● **Exercise a**: Could you update the records from the line containing "the white window trim" through the end of the records, inclusive, swapping "brick wall" for "stone wall" and leaving everything else unchanged? Leave the pictures out of your answer.

● **Text**:
---
Adapter module for the replicated cache topology using push-based replication.
Features
- Replicated cache topology with eager push-based replication.
- Zero-latency local reads — all data is replicated on every node.
- Writes are applied locally and replicated to all peers via buffered RPC.
- Double-buffered outbox and inbox for high-throughput batched replication.
- "Newer version wins" conflict resolution via wall-clock versioning.
- Optional anti-entropy reconciliation to detect and repair data drift.
- Configurable primary storage adapter.
Replicated Cache Topology
The replicated adapter provides an "eager push replication" pattern. Each node maintains its own local cache. Writes are applied locally first, then batched and pushed to all peer nodes via RPC. On the receiving side, an inbox buffer applies remote commands to the local primary cache using "newer version wins" semantics.
Key characteristics:
Local Storage: Each node has a local cache. All read operations are served directly from the local cache with no network overhead.
Push-Based Replication: When a cache entry is modified, the change is buffered in an outbox and periodically pushed to all peer nodes in a single batched RPC call.
Conflict Resolution: Uses wall-clock versioning (
System.system_time()) with "newer version wins" semantics. Timestamps are comparable across nodes (assuming NTP sync), so concurrent writes to the same key are resolved correctly regardless of which node originated the write.Double-Buffered I/O: Both outbox (sending) and inbox (receiving) are backed by
PartitionedBuffer.Map, which provides double-buffered ETS tables for zero-downtime processing — writes continue while the previous batch is being processed. SeePartitionedBuffer.Mapfor more details on the buffering mechanism.
---
● **Data to use**:

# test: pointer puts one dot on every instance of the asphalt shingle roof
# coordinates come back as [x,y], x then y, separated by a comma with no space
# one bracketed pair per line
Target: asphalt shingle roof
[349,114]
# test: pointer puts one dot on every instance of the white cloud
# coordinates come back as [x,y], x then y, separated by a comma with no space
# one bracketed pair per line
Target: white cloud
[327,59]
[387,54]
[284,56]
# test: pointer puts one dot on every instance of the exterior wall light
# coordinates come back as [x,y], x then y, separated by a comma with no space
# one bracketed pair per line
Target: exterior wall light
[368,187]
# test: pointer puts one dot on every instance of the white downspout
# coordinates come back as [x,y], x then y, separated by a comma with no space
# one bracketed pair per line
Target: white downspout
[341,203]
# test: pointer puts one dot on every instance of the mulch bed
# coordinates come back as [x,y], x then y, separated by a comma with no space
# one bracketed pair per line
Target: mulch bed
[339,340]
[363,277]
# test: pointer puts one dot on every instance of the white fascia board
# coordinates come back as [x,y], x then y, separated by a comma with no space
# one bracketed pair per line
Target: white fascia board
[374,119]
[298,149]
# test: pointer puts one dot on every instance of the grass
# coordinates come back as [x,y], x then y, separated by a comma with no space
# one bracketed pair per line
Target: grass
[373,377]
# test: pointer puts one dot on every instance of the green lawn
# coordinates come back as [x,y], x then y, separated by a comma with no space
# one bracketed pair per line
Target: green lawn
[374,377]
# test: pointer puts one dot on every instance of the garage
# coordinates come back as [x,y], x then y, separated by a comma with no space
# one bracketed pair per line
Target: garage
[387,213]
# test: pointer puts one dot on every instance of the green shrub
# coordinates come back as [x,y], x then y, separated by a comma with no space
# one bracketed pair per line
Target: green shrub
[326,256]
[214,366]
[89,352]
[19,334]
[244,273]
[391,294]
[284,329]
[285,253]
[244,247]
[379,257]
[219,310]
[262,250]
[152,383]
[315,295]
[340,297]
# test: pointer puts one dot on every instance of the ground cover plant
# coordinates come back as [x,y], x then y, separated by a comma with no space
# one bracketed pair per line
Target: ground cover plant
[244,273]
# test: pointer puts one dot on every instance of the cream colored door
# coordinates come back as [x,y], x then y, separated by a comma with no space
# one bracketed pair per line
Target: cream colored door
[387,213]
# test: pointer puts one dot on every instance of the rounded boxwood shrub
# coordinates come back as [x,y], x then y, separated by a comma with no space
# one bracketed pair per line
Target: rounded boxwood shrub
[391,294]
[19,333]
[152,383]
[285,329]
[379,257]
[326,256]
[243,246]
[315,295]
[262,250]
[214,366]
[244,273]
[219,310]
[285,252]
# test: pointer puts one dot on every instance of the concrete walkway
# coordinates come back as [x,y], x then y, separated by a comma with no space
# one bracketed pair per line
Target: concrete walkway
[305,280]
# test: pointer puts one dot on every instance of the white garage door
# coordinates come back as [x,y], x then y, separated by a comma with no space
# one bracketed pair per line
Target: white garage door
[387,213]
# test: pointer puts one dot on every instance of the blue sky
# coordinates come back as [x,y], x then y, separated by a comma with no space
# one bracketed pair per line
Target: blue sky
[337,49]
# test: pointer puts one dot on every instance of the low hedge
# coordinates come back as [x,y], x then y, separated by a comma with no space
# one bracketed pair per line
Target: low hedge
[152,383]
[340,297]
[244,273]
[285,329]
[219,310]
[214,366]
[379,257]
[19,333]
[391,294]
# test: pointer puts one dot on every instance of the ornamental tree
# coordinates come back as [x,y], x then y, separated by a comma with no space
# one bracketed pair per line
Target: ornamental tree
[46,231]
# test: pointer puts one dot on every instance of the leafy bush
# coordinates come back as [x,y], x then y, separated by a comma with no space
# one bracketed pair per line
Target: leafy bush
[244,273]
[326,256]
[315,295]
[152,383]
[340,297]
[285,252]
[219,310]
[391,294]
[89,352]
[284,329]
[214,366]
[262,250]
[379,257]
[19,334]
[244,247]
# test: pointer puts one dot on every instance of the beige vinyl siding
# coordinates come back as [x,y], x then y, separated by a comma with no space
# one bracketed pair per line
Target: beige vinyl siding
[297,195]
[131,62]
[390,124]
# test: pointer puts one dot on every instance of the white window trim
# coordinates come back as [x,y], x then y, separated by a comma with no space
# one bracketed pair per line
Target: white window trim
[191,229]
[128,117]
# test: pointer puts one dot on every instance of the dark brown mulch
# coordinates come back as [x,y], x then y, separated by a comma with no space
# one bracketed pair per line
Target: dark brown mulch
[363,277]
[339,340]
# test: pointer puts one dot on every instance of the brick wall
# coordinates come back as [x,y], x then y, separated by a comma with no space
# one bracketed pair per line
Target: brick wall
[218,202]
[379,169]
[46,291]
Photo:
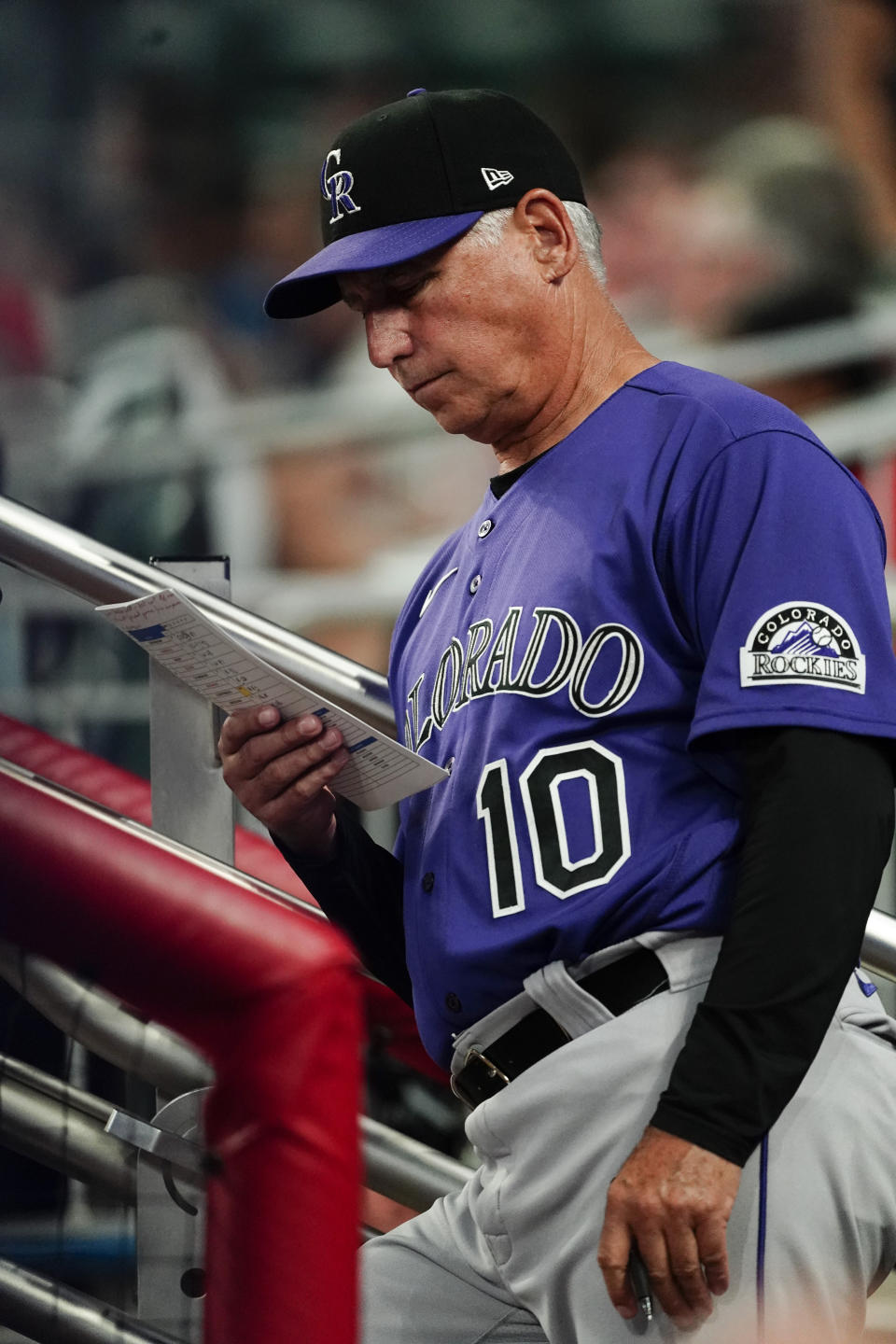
---
● **Exercise b**:
Answer these about the replicated cache adapter text, one per line:
(i) What semantics does conflict resolution use?
(ii) Where are all read operations served from?
(iii) What backs both the outbox and the inbox?

● **Expected answer a**:
# test: pointer puts one dot on every instance of the white window trim
# coordinates come back as [x,y], x then y, separated by a comma with no space
# one bracketed pair per line
Target: white window trim
[191,229]
[128,117]
# test: pointer puts one dot on every instance of the dark brown mulch
# coordinates come back as [x,y], x then y, separated by a comma with no space
# one bracketed pair per line
Target: dark brown mulch
[363,277]
[339,340]
# test: pointer puts one dot on every instance of the stone wall
# coordinates come back as [x,y], x then y, separated by a comma with no space
# one bracketed pair per line
Target: stone wall
[218,202]
[379,169]
[46,291]
Photo:

● **Expected answer b**:
(i) "Newer version wins," using wall-clock versioning.
(ii) Directly from the local cache.
(iii) PartitionedBuffer.Map.